Print all the data, keeping every line exactly as it is.

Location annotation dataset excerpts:
======
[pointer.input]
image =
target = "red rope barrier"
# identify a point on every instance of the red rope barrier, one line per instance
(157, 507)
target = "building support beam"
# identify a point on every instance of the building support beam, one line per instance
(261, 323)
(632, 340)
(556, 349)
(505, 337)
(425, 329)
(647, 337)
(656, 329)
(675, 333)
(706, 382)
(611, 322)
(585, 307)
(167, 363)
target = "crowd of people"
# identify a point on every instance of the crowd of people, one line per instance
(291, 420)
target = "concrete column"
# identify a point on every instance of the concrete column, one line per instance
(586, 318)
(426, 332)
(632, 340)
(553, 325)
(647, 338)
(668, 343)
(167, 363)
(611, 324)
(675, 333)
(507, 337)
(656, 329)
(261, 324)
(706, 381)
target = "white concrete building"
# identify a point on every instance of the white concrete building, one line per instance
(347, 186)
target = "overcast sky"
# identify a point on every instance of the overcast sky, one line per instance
======
* _Output of the exercise_:
[pointer.input]
image =
target = "red rope barrier"
# identify a point on every instance of the red rope barrier, one line per instance
(157, 507)
target = "building support beam"
# identify a point on every instance of the building support beam, one line per instance
(261, 323)
(632, 340)
(556, 349)
(505, 337)
(425, 329)
(647, 337)
(656, 329)
(675, 333)
(706, 382)
(611, 322)
(585, 307)
(167, 363)
target = "crowd of people"
# identify a point on every instance of the crowd of people, one line per instance
(291, 420)
target = "concrete column"
# identify a point on every instance of the concrete column, one line per instance
(586, 318)
(426, 332)
(632, 340)
(553, 325)
(647, 338)
(668, 343)
(167, 363)
(611, 324)
(675, 333)
(507, 337)
(656, 329)
(261, 324)
(706, 381)
target = "white concrete building"
# identify a point on every instance of the white concrete building, one line per instance
(347, 186)
target = "overcast sky"
# identify a point on every instance of the overcast sky, one line per instance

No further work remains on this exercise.